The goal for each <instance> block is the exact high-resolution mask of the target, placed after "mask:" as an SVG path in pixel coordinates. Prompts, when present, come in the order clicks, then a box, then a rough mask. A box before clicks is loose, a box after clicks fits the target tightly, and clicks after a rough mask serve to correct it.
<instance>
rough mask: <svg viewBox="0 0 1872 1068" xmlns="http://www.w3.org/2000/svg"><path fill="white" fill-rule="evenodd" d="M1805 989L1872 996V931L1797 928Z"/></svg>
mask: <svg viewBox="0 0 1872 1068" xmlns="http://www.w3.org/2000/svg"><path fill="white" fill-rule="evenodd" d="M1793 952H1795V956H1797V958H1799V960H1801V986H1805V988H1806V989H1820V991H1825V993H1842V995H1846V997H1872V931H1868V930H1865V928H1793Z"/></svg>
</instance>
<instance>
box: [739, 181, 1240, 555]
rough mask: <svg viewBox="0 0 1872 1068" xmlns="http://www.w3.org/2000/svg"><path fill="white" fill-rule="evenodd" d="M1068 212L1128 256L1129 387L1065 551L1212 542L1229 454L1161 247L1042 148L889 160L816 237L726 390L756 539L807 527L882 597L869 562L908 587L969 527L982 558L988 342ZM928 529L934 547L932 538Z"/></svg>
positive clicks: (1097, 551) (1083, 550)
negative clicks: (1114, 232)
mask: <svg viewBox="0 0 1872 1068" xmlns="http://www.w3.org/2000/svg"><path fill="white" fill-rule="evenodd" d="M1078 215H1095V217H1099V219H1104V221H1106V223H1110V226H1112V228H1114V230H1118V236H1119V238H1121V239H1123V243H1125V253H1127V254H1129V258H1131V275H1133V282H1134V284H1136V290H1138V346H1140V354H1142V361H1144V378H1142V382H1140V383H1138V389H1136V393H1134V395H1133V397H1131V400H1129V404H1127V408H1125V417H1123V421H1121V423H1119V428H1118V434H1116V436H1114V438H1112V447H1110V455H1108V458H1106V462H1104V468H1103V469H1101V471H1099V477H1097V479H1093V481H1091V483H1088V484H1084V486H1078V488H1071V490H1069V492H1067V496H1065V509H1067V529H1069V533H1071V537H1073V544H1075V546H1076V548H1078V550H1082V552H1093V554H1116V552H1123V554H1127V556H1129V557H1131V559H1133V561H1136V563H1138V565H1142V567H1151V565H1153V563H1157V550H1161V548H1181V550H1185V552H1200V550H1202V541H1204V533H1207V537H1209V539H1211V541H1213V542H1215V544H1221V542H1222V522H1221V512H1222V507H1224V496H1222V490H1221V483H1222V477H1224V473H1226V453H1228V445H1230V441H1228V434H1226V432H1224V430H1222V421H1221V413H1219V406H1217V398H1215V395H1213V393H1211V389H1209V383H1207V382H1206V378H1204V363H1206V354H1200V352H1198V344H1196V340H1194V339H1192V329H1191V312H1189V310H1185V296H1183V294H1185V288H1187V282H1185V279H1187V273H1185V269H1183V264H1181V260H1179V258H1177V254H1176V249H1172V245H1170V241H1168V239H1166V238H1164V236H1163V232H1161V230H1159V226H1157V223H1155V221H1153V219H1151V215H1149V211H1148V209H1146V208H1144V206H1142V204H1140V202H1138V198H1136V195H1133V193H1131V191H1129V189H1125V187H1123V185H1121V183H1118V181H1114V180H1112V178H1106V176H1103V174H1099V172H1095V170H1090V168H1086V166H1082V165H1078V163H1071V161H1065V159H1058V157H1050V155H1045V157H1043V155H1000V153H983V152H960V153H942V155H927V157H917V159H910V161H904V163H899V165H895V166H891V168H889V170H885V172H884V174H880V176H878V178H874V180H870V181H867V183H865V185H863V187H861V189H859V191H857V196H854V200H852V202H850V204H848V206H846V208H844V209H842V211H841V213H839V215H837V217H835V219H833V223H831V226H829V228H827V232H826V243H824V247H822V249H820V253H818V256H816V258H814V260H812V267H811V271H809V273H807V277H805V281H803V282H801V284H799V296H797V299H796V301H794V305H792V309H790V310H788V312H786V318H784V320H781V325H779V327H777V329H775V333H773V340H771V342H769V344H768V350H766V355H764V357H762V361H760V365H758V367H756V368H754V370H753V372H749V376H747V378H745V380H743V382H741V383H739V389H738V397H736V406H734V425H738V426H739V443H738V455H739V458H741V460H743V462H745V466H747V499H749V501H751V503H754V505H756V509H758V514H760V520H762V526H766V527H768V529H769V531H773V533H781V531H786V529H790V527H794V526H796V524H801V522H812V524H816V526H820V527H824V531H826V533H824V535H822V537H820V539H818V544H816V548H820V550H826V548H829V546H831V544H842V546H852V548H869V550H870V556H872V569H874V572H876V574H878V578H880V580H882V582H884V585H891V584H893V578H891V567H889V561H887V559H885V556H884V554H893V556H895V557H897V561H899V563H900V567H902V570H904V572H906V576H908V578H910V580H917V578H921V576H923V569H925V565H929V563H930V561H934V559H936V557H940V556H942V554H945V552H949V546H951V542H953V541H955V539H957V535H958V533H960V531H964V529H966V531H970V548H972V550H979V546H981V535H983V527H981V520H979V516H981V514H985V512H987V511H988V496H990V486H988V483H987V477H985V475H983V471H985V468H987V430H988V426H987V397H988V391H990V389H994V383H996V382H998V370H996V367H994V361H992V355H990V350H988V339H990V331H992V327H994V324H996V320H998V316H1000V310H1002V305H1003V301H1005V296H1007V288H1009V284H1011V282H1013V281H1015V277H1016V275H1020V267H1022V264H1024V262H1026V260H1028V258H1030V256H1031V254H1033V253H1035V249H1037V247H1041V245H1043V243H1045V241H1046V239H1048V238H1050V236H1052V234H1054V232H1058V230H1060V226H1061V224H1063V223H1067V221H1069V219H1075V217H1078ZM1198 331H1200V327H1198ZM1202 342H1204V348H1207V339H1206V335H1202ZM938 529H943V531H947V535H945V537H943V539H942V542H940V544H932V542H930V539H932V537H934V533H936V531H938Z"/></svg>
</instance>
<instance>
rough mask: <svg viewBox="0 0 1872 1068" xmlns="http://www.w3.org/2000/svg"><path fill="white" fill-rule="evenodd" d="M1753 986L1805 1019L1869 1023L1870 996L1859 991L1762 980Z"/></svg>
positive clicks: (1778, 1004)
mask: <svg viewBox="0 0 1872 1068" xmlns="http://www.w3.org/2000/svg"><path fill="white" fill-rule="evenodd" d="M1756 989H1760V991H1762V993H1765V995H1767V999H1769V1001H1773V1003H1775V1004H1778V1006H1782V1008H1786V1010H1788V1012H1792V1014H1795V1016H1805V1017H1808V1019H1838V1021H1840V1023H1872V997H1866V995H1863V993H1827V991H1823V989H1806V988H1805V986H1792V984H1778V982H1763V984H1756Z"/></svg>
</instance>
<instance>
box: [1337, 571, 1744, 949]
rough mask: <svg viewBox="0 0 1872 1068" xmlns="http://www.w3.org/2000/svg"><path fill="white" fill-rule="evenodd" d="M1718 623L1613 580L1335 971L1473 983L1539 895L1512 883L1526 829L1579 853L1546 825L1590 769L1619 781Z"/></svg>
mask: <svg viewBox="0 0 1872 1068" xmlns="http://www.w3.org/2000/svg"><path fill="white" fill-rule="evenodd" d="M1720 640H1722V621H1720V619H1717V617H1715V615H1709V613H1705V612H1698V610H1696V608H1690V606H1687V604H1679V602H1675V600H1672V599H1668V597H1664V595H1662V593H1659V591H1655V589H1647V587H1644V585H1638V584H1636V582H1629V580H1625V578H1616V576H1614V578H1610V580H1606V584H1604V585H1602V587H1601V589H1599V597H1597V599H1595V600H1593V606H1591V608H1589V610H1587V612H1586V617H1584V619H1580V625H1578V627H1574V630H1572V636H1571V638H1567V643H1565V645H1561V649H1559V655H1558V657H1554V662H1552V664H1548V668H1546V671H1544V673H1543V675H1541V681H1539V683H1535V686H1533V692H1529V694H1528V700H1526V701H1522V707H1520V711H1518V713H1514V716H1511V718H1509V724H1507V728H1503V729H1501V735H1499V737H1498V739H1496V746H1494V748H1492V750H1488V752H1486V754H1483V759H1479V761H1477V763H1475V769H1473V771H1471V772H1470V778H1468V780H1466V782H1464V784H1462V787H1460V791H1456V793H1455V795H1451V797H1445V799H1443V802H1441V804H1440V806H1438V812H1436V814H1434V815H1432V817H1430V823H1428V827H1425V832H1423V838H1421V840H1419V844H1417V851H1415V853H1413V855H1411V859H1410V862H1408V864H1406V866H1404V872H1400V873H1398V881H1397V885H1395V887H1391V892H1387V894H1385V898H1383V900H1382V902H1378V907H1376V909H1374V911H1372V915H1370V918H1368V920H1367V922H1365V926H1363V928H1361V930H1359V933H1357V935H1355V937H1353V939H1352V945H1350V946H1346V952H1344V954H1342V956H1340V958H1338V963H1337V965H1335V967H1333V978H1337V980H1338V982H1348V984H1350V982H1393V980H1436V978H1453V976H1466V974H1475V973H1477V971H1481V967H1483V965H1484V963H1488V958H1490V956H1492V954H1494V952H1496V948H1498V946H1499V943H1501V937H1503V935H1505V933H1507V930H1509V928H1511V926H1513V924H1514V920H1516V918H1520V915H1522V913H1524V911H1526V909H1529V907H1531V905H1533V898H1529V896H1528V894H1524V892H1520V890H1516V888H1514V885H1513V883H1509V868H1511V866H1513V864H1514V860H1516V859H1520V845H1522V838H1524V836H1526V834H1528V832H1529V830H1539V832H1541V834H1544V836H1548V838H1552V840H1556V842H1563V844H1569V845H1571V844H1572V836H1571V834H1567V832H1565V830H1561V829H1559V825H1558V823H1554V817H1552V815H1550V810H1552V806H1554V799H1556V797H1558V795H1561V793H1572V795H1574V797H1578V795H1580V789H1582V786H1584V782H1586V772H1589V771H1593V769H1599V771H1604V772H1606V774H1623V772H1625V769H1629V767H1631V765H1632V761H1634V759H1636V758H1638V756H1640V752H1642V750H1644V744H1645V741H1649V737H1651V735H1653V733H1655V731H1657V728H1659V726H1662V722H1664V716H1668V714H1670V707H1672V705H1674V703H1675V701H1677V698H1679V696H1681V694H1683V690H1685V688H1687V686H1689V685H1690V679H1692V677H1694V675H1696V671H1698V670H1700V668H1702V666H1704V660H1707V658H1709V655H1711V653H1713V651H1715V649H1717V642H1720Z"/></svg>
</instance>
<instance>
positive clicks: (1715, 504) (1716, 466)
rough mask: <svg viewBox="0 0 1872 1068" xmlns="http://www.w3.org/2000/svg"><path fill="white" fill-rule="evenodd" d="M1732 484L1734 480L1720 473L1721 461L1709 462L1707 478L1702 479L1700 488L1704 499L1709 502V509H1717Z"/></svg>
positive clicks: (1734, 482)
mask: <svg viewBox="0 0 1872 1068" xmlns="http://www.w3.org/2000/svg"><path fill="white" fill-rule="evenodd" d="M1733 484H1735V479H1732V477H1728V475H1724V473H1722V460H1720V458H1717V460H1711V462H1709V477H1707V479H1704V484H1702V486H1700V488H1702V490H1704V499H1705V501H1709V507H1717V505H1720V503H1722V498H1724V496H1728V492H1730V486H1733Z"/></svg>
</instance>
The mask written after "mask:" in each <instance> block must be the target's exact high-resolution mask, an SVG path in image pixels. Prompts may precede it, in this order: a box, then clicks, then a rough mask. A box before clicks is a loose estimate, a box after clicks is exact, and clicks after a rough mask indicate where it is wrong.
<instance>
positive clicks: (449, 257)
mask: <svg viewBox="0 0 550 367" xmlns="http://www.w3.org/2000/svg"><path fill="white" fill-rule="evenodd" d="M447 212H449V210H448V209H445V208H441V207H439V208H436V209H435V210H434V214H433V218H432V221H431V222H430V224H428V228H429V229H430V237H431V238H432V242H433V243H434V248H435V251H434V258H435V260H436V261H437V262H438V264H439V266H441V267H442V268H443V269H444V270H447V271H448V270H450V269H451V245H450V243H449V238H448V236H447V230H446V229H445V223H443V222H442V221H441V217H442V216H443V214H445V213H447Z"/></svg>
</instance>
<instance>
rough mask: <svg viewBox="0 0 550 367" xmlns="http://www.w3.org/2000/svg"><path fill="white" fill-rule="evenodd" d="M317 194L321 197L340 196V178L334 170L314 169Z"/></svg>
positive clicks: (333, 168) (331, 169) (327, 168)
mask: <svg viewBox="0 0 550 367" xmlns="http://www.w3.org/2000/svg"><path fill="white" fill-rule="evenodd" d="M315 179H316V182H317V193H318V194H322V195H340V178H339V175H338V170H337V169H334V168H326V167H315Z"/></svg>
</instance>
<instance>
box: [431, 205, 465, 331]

===

● What the task requires
Locate each line in the records that contains the string "after" and copy those lines in full. The match is case-sensitive.

● Solution for this task
The goal for each <instance> block is the exact high-resolution mask of the target, placed after "mask:" as an SVG path in pixel coordinates. Prompts, when present, come in the order clicks, then a box, then a rough mask. A box before clicks is loose, a box after clicks fits the target tightly, and clicks after a rough mask serve to correct it.
The mask written after "mask:" in each <instance> block must be the target's exact high-resolution mask, an SVG path in image pixels. Prompts may precede it, in this order: a box, then clicks, then a rough mask. A box before clicks is a loose estimate, a box after clicks is exact, and clicks after a rough mask indicate where it is wrong.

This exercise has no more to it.